* Exercise goal: Please copy the last part of the entries exactly: the line that has "In this unit" and every line up to and including the end, nothing more.

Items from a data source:
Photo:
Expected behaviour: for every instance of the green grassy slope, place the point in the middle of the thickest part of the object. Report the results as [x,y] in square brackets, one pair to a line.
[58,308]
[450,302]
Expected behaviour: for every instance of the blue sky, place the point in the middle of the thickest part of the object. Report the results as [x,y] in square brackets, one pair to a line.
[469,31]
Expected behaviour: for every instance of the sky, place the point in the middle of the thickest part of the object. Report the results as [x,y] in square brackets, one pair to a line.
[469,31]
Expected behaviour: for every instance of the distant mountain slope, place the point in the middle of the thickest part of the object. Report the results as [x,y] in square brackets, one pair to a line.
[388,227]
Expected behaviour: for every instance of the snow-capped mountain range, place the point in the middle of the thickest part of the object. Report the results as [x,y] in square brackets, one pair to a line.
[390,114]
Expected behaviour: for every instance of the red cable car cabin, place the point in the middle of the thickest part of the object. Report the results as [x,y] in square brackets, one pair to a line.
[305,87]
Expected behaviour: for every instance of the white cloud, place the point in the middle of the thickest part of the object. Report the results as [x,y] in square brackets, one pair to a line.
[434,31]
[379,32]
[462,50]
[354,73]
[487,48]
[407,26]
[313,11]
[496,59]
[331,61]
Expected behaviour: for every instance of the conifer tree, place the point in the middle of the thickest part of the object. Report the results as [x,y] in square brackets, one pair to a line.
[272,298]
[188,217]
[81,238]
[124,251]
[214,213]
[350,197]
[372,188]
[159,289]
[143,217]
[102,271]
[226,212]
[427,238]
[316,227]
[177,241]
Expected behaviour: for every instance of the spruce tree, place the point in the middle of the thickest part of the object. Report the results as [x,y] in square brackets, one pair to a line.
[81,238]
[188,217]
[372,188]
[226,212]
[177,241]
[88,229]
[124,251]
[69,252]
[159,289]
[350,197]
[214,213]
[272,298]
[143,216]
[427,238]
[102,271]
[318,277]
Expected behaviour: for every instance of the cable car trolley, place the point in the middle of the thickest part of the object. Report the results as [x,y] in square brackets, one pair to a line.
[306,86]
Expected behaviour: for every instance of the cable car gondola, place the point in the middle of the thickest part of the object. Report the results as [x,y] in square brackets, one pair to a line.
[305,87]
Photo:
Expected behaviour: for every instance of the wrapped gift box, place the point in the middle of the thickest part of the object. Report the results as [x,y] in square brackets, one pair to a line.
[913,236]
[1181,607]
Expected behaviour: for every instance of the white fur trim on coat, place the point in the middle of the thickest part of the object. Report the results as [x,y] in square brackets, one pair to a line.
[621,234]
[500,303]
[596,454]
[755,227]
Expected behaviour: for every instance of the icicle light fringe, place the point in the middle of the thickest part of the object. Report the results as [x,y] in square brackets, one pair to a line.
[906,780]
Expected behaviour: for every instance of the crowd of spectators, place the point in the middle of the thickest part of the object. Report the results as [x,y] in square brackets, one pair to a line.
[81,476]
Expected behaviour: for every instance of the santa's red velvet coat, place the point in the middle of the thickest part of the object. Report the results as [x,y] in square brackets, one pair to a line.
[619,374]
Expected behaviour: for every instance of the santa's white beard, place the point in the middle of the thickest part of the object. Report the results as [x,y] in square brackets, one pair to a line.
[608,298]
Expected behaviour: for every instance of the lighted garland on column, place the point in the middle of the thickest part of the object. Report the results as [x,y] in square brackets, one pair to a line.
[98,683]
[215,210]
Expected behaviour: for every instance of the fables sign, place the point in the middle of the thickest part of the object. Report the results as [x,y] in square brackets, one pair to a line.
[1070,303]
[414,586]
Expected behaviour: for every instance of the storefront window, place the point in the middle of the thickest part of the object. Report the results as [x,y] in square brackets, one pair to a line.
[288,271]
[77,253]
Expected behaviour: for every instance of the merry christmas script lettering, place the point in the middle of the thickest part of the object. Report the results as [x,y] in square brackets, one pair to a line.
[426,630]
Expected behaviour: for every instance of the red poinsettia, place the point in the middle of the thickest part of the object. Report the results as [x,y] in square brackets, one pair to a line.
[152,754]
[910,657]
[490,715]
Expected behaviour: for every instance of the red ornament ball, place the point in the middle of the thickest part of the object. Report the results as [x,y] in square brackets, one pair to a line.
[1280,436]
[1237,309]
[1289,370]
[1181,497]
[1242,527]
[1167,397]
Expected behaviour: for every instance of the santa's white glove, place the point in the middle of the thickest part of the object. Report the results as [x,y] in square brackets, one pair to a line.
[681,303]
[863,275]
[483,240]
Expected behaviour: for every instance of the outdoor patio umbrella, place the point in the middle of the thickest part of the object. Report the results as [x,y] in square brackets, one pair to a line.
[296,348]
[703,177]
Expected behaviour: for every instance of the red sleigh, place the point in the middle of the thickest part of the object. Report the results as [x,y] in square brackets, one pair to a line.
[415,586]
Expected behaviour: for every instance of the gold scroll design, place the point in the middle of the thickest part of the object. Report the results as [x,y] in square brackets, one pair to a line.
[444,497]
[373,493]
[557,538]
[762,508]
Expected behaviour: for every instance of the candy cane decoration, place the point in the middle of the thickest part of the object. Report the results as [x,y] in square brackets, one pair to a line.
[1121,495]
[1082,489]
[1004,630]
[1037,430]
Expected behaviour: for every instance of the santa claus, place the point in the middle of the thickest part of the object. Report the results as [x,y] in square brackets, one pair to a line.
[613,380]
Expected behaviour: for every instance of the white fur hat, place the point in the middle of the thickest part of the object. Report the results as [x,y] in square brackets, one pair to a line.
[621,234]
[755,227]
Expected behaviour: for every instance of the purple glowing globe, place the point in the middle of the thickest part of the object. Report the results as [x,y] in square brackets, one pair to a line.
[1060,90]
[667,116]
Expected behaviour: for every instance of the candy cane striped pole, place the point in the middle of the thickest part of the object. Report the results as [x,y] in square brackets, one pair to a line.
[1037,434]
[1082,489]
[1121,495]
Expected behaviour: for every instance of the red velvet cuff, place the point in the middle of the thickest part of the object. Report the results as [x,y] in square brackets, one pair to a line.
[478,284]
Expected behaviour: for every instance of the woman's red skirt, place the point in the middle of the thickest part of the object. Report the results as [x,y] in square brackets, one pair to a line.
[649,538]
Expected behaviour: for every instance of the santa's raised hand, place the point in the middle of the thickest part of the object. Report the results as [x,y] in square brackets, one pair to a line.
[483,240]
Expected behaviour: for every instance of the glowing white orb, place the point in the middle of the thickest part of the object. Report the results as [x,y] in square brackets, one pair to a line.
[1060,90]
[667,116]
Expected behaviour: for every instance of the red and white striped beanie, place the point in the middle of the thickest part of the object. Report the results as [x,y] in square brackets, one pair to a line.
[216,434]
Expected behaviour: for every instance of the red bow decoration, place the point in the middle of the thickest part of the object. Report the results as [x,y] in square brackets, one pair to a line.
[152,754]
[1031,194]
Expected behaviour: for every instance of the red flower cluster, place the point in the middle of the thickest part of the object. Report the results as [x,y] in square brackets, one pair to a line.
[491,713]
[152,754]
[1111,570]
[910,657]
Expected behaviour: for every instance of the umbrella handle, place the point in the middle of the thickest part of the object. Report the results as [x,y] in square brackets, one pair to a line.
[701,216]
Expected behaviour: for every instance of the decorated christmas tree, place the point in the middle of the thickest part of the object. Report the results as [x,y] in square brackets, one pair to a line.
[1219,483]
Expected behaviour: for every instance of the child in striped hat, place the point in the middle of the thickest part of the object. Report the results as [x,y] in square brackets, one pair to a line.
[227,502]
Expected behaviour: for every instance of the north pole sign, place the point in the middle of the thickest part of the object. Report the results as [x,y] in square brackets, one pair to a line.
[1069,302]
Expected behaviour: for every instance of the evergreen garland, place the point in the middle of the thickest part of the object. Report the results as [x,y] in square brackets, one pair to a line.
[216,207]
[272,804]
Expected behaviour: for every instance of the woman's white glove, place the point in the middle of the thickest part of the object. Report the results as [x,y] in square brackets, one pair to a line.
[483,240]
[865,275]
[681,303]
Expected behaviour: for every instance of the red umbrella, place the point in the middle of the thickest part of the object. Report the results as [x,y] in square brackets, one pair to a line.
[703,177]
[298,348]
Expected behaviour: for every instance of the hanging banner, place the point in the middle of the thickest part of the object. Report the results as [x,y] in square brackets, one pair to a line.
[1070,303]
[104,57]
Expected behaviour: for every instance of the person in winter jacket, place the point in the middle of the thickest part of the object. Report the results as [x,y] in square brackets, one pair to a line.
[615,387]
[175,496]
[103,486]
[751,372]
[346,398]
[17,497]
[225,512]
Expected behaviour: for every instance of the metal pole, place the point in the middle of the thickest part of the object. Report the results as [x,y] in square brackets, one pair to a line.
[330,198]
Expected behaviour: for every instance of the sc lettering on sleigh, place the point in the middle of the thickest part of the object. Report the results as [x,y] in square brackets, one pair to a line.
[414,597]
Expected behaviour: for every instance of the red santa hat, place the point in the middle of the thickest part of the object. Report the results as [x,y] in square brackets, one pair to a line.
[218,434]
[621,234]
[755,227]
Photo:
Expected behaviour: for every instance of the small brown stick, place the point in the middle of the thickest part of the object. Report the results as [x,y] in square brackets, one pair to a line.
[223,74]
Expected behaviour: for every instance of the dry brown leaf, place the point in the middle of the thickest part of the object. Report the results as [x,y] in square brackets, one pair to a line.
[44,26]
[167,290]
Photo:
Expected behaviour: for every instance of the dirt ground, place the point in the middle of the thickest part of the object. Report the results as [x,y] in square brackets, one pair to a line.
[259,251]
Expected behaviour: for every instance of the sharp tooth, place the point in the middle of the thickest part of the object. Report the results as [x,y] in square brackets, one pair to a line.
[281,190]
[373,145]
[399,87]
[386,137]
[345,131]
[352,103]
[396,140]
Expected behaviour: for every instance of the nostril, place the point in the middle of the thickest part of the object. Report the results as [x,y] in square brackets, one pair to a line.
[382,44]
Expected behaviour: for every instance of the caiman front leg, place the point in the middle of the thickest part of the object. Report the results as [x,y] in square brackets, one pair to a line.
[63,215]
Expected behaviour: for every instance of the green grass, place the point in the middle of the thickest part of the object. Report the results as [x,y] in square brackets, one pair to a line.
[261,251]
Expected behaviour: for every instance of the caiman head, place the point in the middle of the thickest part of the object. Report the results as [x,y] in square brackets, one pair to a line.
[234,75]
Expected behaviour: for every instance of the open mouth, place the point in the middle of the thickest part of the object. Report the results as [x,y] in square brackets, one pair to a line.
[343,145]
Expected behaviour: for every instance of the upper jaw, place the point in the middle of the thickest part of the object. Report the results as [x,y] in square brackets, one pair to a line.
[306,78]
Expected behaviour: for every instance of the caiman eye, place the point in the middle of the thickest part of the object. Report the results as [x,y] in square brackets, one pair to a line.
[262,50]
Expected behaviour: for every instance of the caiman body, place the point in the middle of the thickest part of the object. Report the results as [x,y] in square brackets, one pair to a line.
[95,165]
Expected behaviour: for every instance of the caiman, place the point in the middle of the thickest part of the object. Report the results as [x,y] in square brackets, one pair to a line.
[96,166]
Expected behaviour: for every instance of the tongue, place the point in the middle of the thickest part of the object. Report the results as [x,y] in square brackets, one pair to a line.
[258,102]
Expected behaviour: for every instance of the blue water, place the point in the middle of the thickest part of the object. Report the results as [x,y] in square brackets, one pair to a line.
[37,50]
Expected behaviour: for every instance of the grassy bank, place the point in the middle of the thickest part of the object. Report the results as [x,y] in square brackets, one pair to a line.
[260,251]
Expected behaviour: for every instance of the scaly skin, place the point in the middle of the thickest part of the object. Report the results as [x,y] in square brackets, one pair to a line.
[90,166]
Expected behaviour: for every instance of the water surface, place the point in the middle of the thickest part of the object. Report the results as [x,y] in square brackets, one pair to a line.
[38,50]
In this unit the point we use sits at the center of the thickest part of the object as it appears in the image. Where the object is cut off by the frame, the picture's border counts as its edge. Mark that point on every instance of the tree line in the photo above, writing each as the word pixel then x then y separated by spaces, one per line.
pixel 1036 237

* Output of the exercise:
In this unit the point we use sits at the center of the thickest part of the object as it appears in the image. Where the object is cut off by the frame, the picture's border counts as its edge. Mark that point on every instance of the tree line in the photo above, writing each as the word pixel then x then y separated by spaces, one per line.
pixel 1036 237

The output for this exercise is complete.